_Textauszug_.

■ ■ ■ ■

Die Wachsamkeit ist eine Haltung, die durchgehend in der Heiligen Schrift angemahnt wird. Immer wieder und stets mit neuen Beispielen erklärt uns der Herr, daß wir wachsam sein sollen.
Die Wachsamkeit ist nötig, weil wir von Feinden umgeben sind, die unser Unheil wollen.
Die Wachsamkeit unterscheidet sich von Angst und Mißtrauen. Haben wir Angst, dann sind wir in den Gefahren wie gelähmt. Mißtrauen rechnet überall fest mit dem Bösen, ist also vom Bösen ganz eingenommen. Wachsamkeit hingegen weiß um das Böse, dennoch ist die Aufmerksamkeit auf Gott und nicht auf das Böse ausgerichtet. Das ist der entscheidende Unterschied.
Im heutigen Text wird uns ein sehr anschauliches Beispiel gegeben. Alle zehn Jungfrauen warten auf den Bräutigam. Alle scheinen sie bereit zu sein, ihm entgegenzuziehen.
Doch der Bräutigam kommt zu einer anderen Zeit als erwartet. Wenn er nun kommt, bleiben fünf Jungfrauen zurück. Sie haben kein Öl mehr und haben nicht vorgesorgt, während die anderen, die klugen Jungfrauen, vom Bräutigam eingelassen werden. Das Gleichnis endet mit dem Hinweis: “Seid also wachsam! Denn ihr wißt weder den Tag noch die Stunde.”
Wenn wir den Text im Sinne des geistlichen Lebens verstehen, dann muß das Leben der klugen Jungfrauen authentisch gewesen sein. Ihr Glaube war offensichtlich tief genug, um auch eine lange Wartezeit durchzustehen. Das ist dann der Fall, wenn wir unseren Weg der Nachfolge tief gründen, wenn sie dauerhaft ist, wenn wir an ihr auch an jenen Tagen festhalten, an denen uns alles schwerfällt und Jesus abwesend zu sein scheint. Das Öl, das die klugen Jungfrauen bei sich hatten, erinnert an das Wort des Herrn: “Habt Salz bei euch und habt Frieden untereinander!” (Mk 9,50)
Wenn wir gute Werke tun und darauf bedacht sind, daß diese Werke auch erkannt werden, um Gott die Ehre zu geben, dann sammeln wir Öl auf Vorrat. Jesus sagt bei einer anderen Gelegenheit: “Euer Licht soll vor den Menschen leuchten, damit sie eure guten Werke sehen und euren Vater im Himmel preisen.” (Mt 5,16)

■ ■ ■ ■

_Daten zur Objektverortung in natürlicher Sprache_.
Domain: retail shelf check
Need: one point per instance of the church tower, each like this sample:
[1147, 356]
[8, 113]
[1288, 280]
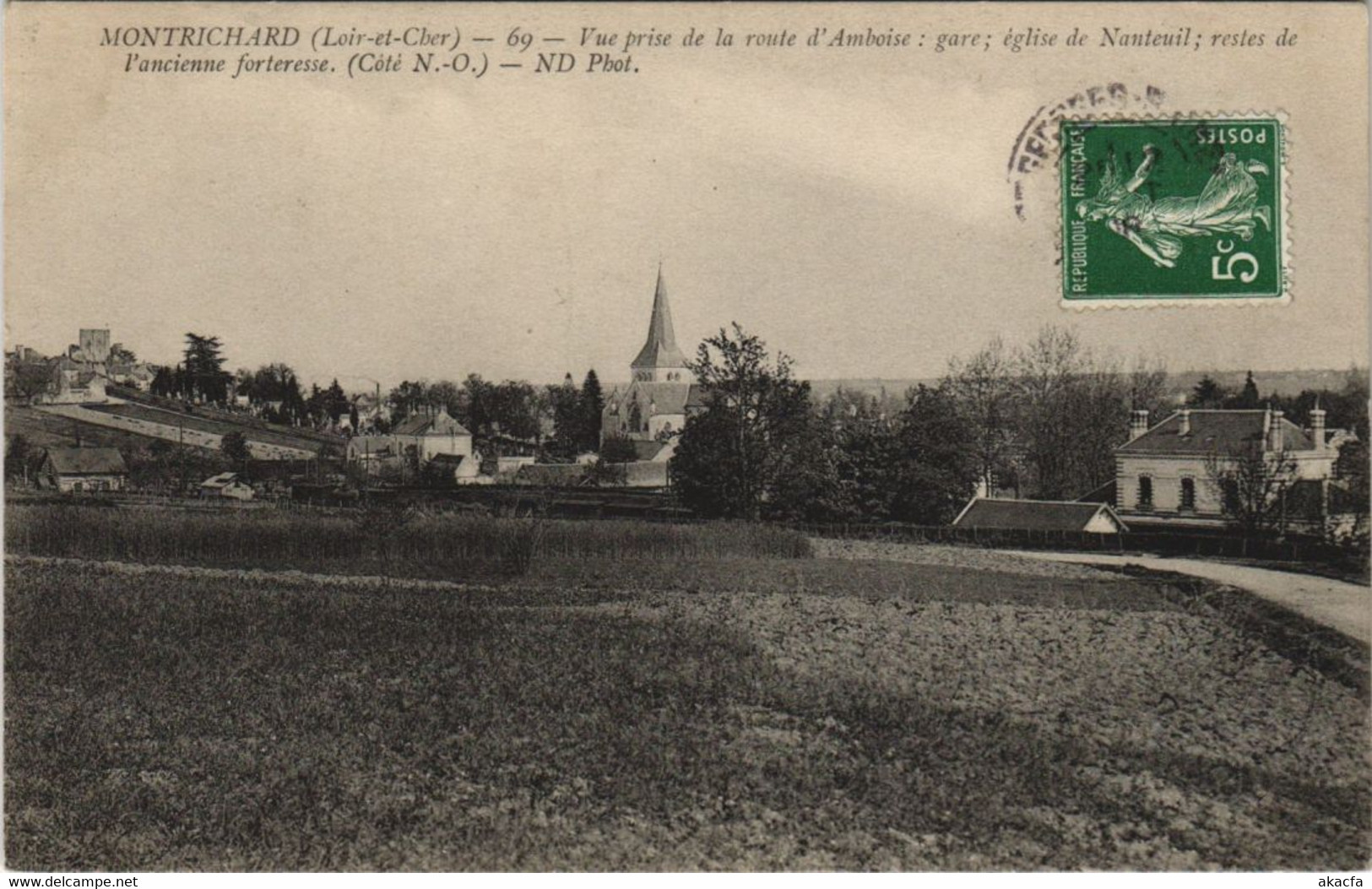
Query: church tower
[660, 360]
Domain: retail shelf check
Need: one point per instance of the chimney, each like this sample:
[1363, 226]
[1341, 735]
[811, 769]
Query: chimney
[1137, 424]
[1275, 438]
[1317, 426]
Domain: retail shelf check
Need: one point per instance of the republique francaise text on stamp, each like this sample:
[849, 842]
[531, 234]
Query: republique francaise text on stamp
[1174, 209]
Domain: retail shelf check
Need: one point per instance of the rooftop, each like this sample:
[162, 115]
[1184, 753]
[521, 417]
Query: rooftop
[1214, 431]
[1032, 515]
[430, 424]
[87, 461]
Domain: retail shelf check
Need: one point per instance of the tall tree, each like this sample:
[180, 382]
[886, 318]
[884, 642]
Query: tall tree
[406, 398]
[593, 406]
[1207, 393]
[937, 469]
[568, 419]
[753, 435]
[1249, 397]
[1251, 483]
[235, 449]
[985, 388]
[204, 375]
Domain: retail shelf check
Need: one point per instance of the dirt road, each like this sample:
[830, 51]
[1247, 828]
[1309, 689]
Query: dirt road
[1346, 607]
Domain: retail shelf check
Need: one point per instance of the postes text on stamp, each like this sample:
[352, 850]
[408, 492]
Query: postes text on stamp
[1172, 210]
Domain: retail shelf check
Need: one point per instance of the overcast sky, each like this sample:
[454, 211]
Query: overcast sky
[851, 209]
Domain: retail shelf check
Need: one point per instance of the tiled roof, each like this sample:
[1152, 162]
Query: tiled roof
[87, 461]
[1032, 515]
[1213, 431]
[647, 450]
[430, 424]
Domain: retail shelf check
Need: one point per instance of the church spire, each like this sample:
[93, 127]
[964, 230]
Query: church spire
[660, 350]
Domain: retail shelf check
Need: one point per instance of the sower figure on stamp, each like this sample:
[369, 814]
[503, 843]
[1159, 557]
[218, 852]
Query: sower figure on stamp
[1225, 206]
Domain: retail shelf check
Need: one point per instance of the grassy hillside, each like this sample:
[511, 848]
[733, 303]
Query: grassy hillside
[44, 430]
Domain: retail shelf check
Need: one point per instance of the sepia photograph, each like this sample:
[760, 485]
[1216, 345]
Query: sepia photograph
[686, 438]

■ ■ ■ ■

_Arbeitsauftrag A_.
Übersetze aus dem Text über die Wachsamkeit den Satz „Die Wachsamkeit ist nötig, weil wir von Feinden umgeben sind, die unser Unheil wollen.“ ins Englische.
_Arbeitsauftrag B_.
Knüpfe an den Text über die Wachsamkeit an und schreibe ihn im Anschluss an seinen letzten Satz weiter.
Die Einträge haben mit dem Text über die Wachsamkeit nichts zu tun.

_Antwort A_.
Vigilance is necessary because we are surrounded by enemies who wish us harm.

_Antwort B_.
Die klugen Jungfrauen weisen darauf hin, daß wir vorausschauend sein sollen. Damit ist nicht ein ängstliches Sorgen gemeint, sondern Klugheit. Die christliche Klugheit überdenkt eine Situation unter dem Gesichtspunkt, ob das, was ich gerade tue, dem Reich Gottes dienlich ist oder weniger, möglicherweise sogar gar nicht dienlich ist. Selbst erlaubte Dinge stellt man hintan und zieht in der christlichen Klugheit die besseren Werke vor. Der Heilige Paulus sagt dazu: “Alles ist erlaubt – aber nicht alles nützt. Alles ist erlaubt – aber nicht alles baut auf.” (1 Kor 10, 23)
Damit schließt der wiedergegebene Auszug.